---------- Text block
Challenging Religious Privilege

Position statement on the burka/niqab

The National Secular Society has serious concerns about the wearing of the burka (full veil with face covering) or niqab (face covering), relative to their symbolic role and the subjugation of women; their making an issue of female gender and sexuality; their potential to cover-up evidence of abuse; and their potential to hinder a woman's communicative abilities and integration within civil society.

These concerns notwithstanding, the NSS opposes any attempt to legally ban the burka or niqab. We do so on two grounds of principle: a woman's right to choose what she wears, i.e. her right to free expression; and her right to religious freedom.

An individual's right to express herself and to freely practise her religion constitute two of the fundamental principles upon which the NSS's ideal of secularism is based. We reject any legal interference with these principles, provided their realisation does not unjustifiably undermine the rights and freedoms of others.

The NSS sees as unjust and paradoxical, any attempt to promote freedom for women by limiting their freedom to dress and practice their religion in the way that they choose. Forcing a woman not to wear a burka or niqab contravenes a woman's right to choose in the same way that forcing her to wear one does; both cases represent an attempt to control the woman and dictate how she should express herself.

A law which prohibits the burka and niqab also punishes the very women society is seeking to liberate. The NSS takes the position that if a woman is being forced to wear the burka or niqab, the person forcing her to do so should be punished – not the victim of that enforcement.

The NSS is also concerned that a prohibition on the wearing of the burka and niqab would serve to further alienate women already on the margins of mainstream society. Furthermore, imposing a burka/niqab ban could exacerbate tensions between various communities in the UK and merely encourage some women who had not previously worn the burka or niqab to do so in protest or on principle.

The NSS condemns any view that rejects women as equal to men and abhors violence and harassment against women.

We recognise that the European Court of Human Rights has upheld the French ban on face coverings, accepting the argument of the French Government that the law was based on "a certain idea of living together".

Nevertheless, in a British context we are not convinced that the banning of the burka would aid social cohesion.

Instead, we urge the government to put greater focus on the creation of mechanisms designed to help women escape subjugation and domestic abuse, leave oppressive family structures without the fear of violent reprisals, as well as equip them with tools to better integrate within society and ensure their autonomy.

Whilst the NSS does not support a general ban on the wearing of the burka and niqab, religious freedom is not absolute and should be limited proportionally in response to legitimate security concerns. The state has every right to ensure that a woman removes her burka or niqab for security purposes where necessary. Thus, we would support any requirement to remove a full veil in places such as airports or for the purposes of identification.

Likewise, where there are legitimate security concerns, legal identification requirements, or a reason why the ability to communicate unhindered is considered paramount, we fully support the right of public institutions to implement their own polices restricting face coverings.


In the interest of protecting young girls from being compelled to wear the burka, we consider it appropriate to prohibit the wearing of the burka/niqab in schools.

School leaders who consider face coverings to be an impediment to good communication in the classroom should be fully supported in implementing uniform policies prohibiting them. We would however urge the Government to legislate on this rather than leave it to individual schools.
--------------------
**Exercise instructions:** Quote the position statement on the burka and niqab word for word, beginning at the words "Whilst the NSS" and stopping after "burka/niqab in schools.". The material that follows has no connection to the position statement on the burka and niqab.
---------- Dataset entries
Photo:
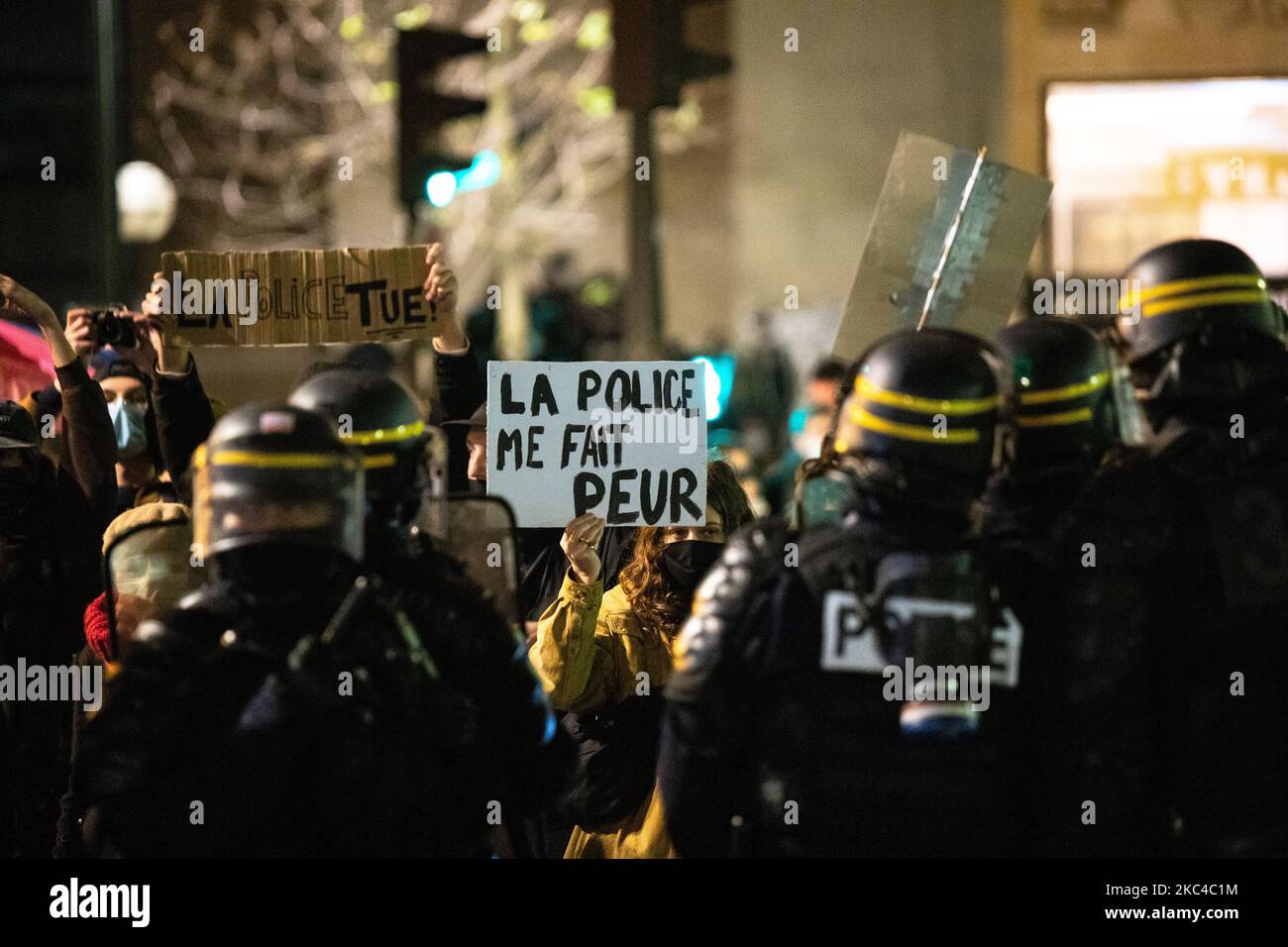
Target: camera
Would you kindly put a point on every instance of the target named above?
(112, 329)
--------------------
---------- Dataset entries
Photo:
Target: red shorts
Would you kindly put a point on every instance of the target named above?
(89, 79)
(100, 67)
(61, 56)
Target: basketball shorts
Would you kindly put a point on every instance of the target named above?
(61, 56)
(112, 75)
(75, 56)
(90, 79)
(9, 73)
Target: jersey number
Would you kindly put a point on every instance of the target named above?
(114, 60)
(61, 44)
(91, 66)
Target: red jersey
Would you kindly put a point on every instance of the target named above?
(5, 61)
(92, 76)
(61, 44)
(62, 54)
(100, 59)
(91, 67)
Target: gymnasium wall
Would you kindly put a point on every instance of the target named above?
--------------------
**Result below:**
Whilst the NSS does not support a general ban on the wearing of the burka and niqab, religious freedom is not absolute and should be limited proportionally in response to legitimate security concerns. The state has every right to ensure that a woman removes her burka or niqab for security purposes where necessary. Thus, we would support any requirement to remove a full veil in places such as airports or for the purposes of identification.

Likewise, where there are legitimate security concerns, legal identification requirements, or a reason why the ability to communicate unhindered is considered paramount, we fully support the right of public institutions to implement their own polices restricting face coverings.


In the interest of protecting young girls from being compelled to wear the burka, we consider it appropriate to prohibit the wearing of the burka/niqab in schools.